WHAT NEEDS TO BE DONE: Only one stretch of the data is wanted: the line containing "TARGET = rear reflector", the line containing "TARGET = grass lawn", and every line between them, copied exactly.
↓
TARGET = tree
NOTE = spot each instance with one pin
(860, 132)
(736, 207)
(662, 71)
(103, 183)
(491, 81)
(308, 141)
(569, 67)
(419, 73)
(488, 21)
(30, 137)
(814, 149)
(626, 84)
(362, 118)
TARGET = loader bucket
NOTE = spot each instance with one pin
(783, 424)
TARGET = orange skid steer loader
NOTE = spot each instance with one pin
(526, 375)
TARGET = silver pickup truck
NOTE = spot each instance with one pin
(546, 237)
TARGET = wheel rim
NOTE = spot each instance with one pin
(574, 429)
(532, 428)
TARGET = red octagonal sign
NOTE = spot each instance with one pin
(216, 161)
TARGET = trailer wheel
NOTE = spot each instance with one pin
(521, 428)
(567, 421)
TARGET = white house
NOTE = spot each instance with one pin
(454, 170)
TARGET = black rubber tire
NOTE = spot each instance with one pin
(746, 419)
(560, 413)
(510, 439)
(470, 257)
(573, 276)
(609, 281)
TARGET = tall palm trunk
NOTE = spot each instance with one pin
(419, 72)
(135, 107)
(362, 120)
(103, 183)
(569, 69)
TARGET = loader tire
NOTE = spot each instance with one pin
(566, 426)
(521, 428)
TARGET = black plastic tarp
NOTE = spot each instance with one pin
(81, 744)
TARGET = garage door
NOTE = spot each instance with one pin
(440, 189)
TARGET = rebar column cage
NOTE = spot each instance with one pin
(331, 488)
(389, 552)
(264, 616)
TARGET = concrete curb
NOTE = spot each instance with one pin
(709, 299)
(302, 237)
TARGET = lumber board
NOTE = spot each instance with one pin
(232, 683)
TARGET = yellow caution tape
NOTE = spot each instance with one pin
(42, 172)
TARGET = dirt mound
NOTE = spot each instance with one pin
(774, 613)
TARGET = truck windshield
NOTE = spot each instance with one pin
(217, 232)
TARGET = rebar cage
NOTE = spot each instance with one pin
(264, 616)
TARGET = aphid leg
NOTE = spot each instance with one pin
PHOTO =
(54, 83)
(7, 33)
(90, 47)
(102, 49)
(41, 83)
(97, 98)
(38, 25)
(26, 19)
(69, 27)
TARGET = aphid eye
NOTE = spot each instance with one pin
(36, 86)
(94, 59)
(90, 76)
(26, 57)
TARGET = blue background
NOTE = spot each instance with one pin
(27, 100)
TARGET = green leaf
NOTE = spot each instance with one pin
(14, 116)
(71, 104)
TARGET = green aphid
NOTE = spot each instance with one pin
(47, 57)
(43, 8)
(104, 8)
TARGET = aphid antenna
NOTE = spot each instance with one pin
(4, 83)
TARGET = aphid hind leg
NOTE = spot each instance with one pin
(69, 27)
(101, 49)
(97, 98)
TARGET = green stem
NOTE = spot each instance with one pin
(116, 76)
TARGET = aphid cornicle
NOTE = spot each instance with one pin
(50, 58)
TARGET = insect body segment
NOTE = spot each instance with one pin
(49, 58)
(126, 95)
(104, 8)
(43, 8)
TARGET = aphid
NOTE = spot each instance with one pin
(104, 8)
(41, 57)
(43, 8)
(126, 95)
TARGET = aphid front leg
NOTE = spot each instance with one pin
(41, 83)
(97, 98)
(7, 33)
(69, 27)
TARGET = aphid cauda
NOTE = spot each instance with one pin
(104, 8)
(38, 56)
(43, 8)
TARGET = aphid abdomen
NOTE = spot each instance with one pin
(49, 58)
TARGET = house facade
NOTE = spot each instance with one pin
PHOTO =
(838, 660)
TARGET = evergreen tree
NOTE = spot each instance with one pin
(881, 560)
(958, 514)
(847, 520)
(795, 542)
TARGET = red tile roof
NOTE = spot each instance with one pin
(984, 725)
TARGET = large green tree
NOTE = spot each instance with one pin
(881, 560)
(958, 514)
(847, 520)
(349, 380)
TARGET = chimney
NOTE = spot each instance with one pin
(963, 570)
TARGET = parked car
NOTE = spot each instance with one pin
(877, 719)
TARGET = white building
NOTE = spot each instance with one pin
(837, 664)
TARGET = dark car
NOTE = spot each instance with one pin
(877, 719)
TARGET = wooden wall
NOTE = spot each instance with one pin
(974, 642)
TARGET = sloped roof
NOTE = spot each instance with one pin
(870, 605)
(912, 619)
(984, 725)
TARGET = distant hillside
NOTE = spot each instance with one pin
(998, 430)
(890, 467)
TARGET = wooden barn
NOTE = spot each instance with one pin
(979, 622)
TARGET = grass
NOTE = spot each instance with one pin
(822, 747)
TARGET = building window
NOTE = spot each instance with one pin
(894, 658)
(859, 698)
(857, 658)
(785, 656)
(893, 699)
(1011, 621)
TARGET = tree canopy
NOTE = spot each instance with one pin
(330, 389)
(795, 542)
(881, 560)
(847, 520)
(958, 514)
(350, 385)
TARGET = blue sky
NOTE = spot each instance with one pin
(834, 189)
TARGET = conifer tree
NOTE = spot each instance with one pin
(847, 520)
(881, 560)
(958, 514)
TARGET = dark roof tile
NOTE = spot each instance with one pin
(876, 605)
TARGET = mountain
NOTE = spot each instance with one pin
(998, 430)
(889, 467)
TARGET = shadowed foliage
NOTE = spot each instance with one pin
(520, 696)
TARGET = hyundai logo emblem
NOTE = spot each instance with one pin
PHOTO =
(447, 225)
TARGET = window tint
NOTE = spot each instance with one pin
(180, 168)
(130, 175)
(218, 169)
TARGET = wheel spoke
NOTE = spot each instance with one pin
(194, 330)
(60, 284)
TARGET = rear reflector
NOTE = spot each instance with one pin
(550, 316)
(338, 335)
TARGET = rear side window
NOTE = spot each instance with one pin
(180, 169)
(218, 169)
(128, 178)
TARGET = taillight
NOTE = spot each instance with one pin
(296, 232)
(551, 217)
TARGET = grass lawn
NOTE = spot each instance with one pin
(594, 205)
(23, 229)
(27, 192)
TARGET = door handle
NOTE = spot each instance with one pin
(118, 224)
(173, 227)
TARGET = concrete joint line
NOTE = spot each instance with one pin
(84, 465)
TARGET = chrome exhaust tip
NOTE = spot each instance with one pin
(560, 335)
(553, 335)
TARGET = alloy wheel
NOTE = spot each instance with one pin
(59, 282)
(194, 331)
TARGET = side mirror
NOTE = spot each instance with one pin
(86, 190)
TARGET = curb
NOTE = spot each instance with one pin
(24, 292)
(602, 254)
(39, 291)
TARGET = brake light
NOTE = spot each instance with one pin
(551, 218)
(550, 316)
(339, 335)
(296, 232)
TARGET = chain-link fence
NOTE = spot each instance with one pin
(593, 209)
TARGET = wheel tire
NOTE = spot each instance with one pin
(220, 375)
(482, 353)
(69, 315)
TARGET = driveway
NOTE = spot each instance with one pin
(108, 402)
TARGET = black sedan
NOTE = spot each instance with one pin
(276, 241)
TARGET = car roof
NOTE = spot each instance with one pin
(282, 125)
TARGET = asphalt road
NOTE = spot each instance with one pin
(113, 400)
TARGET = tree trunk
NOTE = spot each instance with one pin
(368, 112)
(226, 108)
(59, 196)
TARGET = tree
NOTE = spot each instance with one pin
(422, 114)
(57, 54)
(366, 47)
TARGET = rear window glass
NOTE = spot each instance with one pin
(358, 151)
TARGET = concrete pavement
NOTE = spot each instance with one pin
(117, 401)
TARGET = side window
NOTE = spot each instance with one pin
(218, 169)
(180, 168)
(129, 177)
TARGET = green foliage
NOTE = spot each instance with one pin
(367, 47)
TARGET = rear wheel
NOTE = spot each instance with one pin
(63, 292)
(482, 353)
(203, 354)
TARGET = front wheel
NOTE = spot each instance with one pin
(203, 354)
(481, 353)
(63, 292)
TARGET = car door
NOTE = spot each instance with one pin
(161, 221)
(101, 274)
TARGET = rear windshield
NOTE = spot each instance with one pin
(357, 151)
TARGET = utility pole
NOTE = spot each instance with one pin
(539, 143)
↑
EXERCISE SOLUTION:
TARGET = rear reflector
NOTE = spot each instance with one pin
(550, 316)
(338, 335)
TARGET = rear side window
NOTE = spot each instance with one pin
(180, 169)
(218, 169)
(128, 178)
TARGET = taillight
NOTE = spot each instance with one pin
(296, 232)
(551, 217)
TARGET = grass lawn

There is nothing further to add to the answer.